Records provided:
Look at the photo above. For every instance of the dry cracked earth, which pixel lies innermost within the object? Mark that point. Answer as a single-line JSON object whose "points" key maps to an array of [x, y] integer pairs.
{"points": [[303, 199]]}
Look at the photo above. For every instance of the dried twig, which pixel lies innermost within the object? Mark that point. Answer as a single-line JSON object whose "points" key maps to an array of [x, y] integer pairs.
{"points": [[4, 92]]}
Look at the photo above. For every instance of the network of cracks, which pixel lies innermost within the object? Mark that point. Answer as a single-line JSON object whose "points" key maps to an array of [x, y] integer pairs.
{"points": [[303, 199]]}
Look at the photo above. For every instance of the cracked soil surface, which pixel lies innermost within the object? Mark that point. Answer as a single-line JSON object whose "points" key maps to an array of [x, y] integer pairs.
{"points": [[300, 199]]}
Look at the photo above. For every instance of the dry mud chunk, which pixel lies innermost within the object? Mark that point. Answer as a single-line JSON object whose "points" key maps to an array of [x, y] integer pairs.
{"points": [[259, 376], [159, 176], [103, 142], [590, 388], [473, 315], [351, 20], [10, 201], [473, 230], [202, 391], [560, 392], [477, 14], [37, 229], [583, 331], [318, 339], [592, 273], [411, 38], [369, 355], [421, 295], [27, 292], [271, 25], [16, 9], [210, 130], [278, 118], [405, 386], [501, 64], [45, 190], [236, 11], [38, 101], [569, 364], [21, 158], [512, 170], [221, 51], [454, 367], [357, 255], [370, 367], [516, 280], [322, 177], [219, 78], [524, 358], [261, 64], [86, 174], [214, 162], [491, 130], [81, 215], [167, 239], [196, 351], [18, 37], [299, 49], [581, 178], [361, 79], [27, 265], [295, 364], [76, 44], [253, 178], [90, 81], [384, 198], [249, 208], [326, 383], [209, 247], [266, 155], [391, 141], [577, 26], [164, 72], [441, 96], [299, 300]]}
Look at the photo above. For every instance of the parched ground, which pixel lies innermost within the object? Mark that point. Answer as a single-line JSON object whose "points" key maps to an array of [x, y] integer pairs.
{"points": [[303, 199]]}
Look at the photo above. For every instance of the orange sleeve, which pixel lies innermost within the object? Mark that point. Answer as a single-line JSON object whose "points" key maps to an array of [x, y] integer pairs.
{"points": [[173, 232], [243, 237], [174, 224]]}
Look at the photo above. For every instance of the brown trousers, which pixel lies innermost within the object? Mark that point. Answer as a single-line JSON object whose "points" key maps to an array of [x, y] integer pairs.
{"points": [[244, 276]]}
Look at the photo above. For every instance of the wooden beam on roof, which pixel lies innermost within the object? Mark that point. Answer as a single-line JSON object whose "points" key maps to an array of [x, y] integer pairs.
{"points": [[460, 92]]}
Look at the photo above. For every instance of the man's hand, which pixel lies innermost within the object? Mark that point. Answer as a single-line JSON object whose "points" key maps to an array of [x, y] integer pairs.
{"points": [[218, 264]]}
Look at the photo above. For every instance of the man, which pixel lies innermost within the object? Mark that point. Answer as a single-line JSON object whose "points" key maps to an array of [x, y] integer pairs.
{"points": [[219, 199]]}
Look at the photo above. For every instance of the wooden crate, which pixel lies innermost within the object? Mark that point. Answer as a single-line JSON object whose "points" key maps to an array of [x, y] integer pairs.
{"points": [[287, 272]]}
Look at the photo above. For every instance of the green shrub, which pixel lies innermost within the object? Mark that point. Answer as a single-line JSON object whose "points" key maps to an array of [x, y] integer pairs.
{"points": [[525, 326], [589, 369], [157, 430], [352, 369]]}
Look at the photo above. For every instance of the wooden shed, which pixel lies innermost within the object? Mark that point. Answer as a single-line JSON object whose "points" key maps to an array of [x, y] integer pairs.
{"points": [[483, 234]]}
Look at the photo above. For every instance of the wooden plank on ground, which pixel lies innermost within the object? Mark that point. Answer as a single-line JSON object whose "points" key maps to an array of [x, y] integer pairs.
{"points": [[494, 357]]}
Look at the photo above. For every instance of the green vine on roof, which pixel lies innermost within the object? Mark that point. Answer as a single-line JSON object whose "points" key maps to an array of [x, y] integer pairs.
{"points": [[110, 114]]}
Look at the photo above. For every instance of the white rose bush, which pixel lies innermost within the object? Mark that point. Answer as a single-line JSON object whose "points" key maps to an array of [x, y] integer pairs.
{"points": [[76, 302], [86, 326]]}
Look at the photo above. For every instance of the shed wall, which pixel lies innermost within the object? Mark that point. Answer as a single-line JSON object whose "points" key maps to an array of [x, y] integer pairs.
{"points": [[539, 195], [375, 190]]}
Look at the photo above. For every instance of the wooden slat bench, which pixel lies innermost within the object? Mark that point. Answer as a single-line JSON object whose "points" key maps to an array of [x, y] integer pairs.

Description of the task: Rewrite all the records with "innermost" changed to "most central" wherever it appears, keeping everything else the same.

Exercise response:
Look at the photo above. For every instance of the dry cracked earth, which pixel lies most central within the object? Mark that point. Answer as a single-line JSON object whose "points" key maps to an array of [x, y] integer pairs.
{"points": [[303, 199]]}
Look at the photo above. For every instance of the dried twig, which pixel lies most central within the object? Mark that point. Answer as a single-line JSON object whose "points" key maps to an array of [x, y] integer pairs.
{"points": [[4, 92]]}
Look at the photo above. For every instance of the network of cracks, which pixel lies most central within the object? Mark that point. Answer as a single-line JSON object whose "points" key maps to an array of [x, y] integer pairs.
{"points": [[303, 199]]}
Look at the photo above. For every instance of the cracked soil surface, which pixel lies most central within the object? Mark that point. Answer as a single-line JSON object whose "points" key maps to an array of [x, y] integer pairs.
{"points": [[300, 199]]}
Look at the photo above. For every instance of the dry mud chunk, which pixel lies most central within the object? Mark that point. Answer as a single-line JSON object whose "points" key maps to an array of [x, y] integer pairs.
{"points": [[259, 376], [159, 176], [103, 142], [590, 388], [473, 315], [351, 20], [10, 201], [473, 230], [202, 391], [560, 392], [477, 14], [37, 229], [583, 331], [318, 339], [592, 273], [411, 38], [369, 355], [421, 295], [27, 292], [271, 25], [16, 9], [210, 130], [278, 118], [405, 386], [501, 64], [45, 190], [236, 11], [38, 101], [569, 364], [21, 158], [512, 170], [221, 51], [454, 367], [357, 255], [370, 367], [516, 280], [322, 177], [219, 78], [524, 358], [261, 64], [86, 174], [214, 162], [491, 130], [81, 215], [167, 239], [196, 351], [18, 37], [299, 49], [581, 178], [361, 79], [27, 265], [295, 364], [76, 44], [253, 178], [90, 81], [384, 198], [249, 208], [326, 383], [209, 247], [266, 155], [391, 141], [577, 26], [164, 72], [441, 96], [299, 300]]}
Look at the photo above. For every instance of the parched ground, which pixel lies most central within the object? Mark that point. Answer as a single-line JSON object whose "points" key maps to an array of [x, y] integer pairs.
{"points": [[303, 199]]}
Look at the photo above. For every instance of the orange sleeve, which pixel lies most central within the object? Mark that point. Answer as a single-line JSON object whose "points" key maps to an array of [x, y] integer pairs.
{"points": [[173, 232], [243, 237], [174, 224]]}
Look at the photo above. For every instance of the brown trousers, which pixel lies most central within the object? Mark that point. Answer as a single-line JSON object whose "points" key maps to an array of [x, y] integer pairs.
{"points": [[244, 276]]}
Look at the photo above. For every instance of the wooden beam on roof, which pixel lies most central within the object? Mark that point. Answer as a single-line JSON object whose "points" key maps to an array of [x, y] integer pairs.
{"points": [[460, 92]]}
Look at the photo above. For every instance of the man's hand, which pixel lies most central within the object? Mark that point. Answer as a single-line JSON object whose "points" key maps to an array of [x, y] integer pairs.
{"points": [[218, 264]]}
Look at the photo above. For every instance of the man, which pixel lies most central within the object? Mark that point. Answer as a single-line JSON object whose "points" key maps to an array of [x, y] integer pairs.
{"points": [[219, 199]]}
Look at the photo above. For every instance of the wooden crate, which pixel lies most central within the object? Mark that point. Answer as a single-line JSON object whose "points" key maps to an array of [x, y] integer pairs.
{"points": [[287, 272]]}
Look at the photo above. For every instance of the green shrub, which pixel lies most central within the object? Mark that point. Answer as a single-line JSON object whose "points" key maps to an array of [x, y] integer pairs.
{"points": [[525, 326], [589, 369], [157, 430], [352, 369]]}
Look at the photo above. For every instance of the wooden shed, which pixel lies most central within the object? Mark that point. Answer as a single-line JSON object whose "points" key maps to an array of [x, y] integer pairs.
{"points": [[483, 234]]}
Look at the photo above. For every instance of the wooden plank on ground, which pixel lies most central within the object? Mark that point. Answer as a single-line JSON object whose "points" key maps to an array of [x, y] integer pairs.
{"points": [[494, 357]]}
Look at the photo above. For every instance of the green vine on roof, which pixel lies most central within the object? Mark that point. Answer as a single-line JSON object whose "points" key maps to an array of [x, y] integer pairs.
{"points": [[110, 114]]}
Look at the photo above. For every instance of the white rose bush, which pixel lies most central within the object? Mark that point. Answer as a single-line JSON object whose "points" key maps to an array of [x, y] integer pairs.
{"points": [[76, 302], [86, 326]]}
Look at the photo above. For every instance of the shed wall, which pixel lies most central within the object? Mark that point. Answer as a single-line JSON object whose "points" key maps to an array of [x, y] integer pairs.
{"points": [[539, 195], [375, 190]]}
Look at the photo above. For every instance of the wooden slat bench, which pixel lies most central within the object? Mark that point. Answer as a single-line JSON object whose "points" key maps to an array of [x, y] integer pairs.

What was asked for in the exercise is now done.